What special dietary instructions should I follow?
Unless your doctor tells you otherwise, continue your normal diet.
What should I do if I forget to take a dose?
Take the missed dose as soon as you remember it. However, if it is almost time for the next dose, skip the missed dose and continue your regular dosing schedule. Do not take a double dose to make up for a missed one.
What should I do in case of overdose?
In case of overdose, call the poison control helpline at 1-800-222-1222. Information is also available online at https://www.poisonhelp.org/help . If the victim has collapsed, had a seizure, has trouble breathing, or can't be awakened, immediately call emergency services at 911.
What side effects can this medicine cause?
Norethindrone may cause side effects. Tell your doctor if any of these symptoms are severe or do not go away:
- irregular vaginal bleeding or spotting
- changes in menstrual flow
- enlarged or tender breasts
- weight changes
- difficulty falling asleep or staying asleep
- brown patches on the face
- hair loss
- growth of hair on face
Some side effects can be serious. The following symptoms are uncommon, but if you experience any of them, call your doctor immediately:
- loss of vision
- blurred vision
- double vision
- bulging eyes
- migraine headache
- pain, warmth, or heaviness in the back of the lower leg
- shortness of breath
- coughing up blood
- sudden sharp or crushing chest pain
- heaviness in chest
- slow or difficult speech
- dizziness or faintness
- weakness or numbness of an arm or leg
- swelling of the arms, hands, feet, ankles, or lower legs
- yellowing of the skin or eyes
- mood swings
- missed periods
- sudden, severe pain in the abdomen (area between the chest and waist)

→ EXERCISES TO COMPLETE:
• A. Turn the paragraph in the norethindrone text that begins "In case of overdose" into a brief bulleted list, keeping its main facts.
• B. Answer these questions using the norethindrone text:
(i) What diet should be followed unless a doctor says otherwise?
(ii) What should be done with a missed dose when it is almost time for the next one?
(iii) Which abdominal symptom calls for contacting the doctor immediately?

→ DATA SUPPLIED:
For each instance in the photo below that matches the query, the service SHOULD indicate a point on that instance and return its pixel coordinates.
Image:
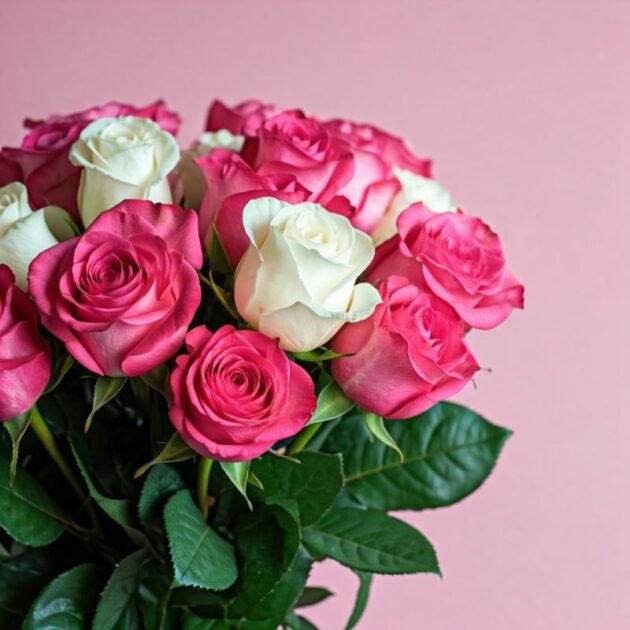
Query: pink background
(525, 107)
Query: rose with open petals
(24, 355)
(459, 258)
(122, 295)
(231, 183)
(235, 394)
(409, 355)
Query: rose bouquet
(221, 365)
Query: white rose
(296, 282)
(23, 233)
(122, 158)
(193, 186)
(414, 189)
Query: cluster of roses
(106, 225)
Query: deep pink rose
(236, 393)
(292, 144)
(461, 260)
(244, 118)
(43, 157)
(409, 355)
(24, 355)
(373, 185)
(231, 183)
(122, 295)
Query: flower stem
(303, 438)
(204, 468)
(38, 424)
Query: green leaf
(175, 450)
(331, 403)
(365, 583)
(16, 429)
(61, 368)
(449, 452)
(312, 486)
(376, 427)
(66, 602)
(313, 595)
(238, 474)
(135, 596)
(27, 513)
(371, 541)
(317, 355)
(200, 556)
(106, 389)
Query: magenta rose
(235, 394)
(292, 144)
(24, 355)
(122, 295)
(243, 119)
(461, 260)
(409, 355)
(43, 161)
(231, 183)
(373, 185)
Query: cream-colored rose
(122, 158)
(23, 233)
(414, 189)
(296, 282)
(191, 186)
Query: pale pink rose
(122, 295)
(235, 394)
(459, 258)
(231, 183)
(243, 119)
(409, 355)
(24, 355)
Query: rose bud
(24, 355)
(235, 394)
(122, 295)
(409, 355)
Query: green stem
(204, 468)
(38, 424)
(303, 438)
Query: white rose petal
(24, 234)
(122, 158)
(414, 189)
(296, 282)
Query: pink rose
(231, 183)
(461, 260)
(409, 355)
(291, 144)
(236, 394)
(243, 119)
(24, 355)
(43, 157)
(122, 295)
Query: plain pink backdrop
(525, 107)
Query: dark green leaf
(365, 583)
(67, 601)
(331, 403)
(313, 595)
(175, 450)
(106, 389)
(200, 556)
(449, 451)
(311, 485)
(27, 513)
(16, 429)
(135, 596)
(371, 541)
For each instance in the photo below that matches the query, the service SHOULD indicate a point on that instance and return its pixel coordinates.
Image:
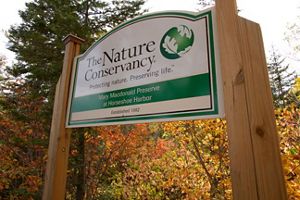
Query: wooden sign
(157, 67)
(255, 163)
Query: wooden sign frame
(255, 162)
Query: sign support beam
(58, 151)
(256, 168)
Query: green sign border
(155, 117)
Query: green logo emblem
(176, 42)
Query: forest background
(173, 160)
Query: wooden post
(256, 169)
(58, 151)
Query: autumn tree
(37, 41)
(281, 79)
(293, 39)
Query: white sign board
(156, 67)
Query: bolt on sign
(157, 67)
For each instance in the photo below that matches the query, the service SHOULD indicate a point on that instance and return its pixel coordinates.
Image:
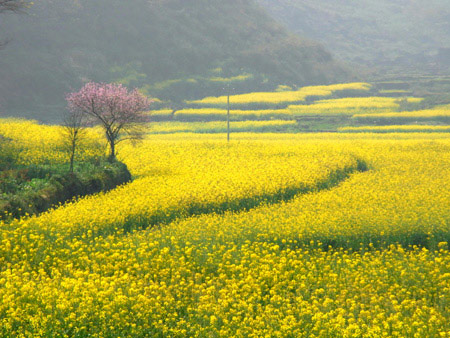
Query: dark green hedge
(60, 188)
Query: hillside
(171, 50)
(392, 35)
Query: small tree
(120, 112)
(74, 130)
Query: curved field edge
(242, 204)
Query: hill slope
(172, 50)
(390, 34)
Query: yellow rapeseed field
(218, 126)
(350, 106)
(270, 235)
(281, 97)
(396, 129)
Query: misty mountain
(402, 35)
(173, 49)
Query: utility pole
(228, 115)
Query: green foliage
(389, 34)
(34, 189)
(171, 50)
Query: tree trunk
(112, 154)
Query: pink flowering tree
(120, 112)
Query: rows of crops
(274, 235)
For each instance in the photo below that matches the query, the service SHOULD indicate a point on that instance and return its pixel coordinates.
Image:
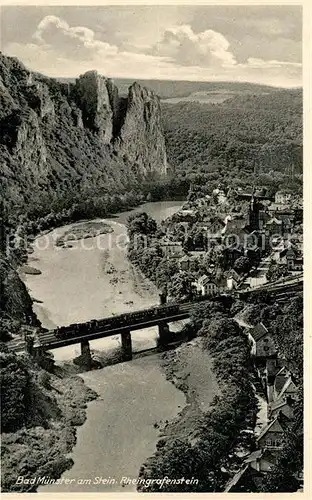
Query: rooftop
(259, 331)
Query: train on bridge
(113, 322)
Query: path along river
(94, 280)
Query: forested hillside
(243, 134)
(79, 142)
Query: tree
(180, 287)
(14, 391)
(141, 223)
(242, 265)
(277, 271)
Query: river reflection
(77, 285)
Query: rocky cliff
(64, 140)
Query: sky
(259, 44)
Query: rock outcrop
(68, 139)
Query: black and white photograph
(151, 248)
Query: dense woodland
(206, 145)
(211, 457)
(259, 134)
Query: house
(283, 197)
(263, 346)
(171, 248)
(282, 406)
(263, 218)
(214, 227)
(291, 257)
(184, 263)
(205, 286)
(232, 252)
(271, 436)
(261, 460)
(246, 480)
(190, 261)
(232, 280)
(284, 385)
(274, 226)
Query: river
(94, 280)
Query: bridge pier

→ OUTPUTS FOR THE TASKS:
• A.
- For an overdose, call the poison control helpline at 1-800-222-1222.
- Information is also available online at https://www.poisonhelp.org/help.
- If the victim has collapsed, had a seizure, has trouble breathing, or can't be awakened, call emergency services at 911 immediately.

• B.
(i) The normal diet.
(ii) Skip the missed dose and continue the regular dosing schedule.
(iii) Sudden, severe pain in the abdomen.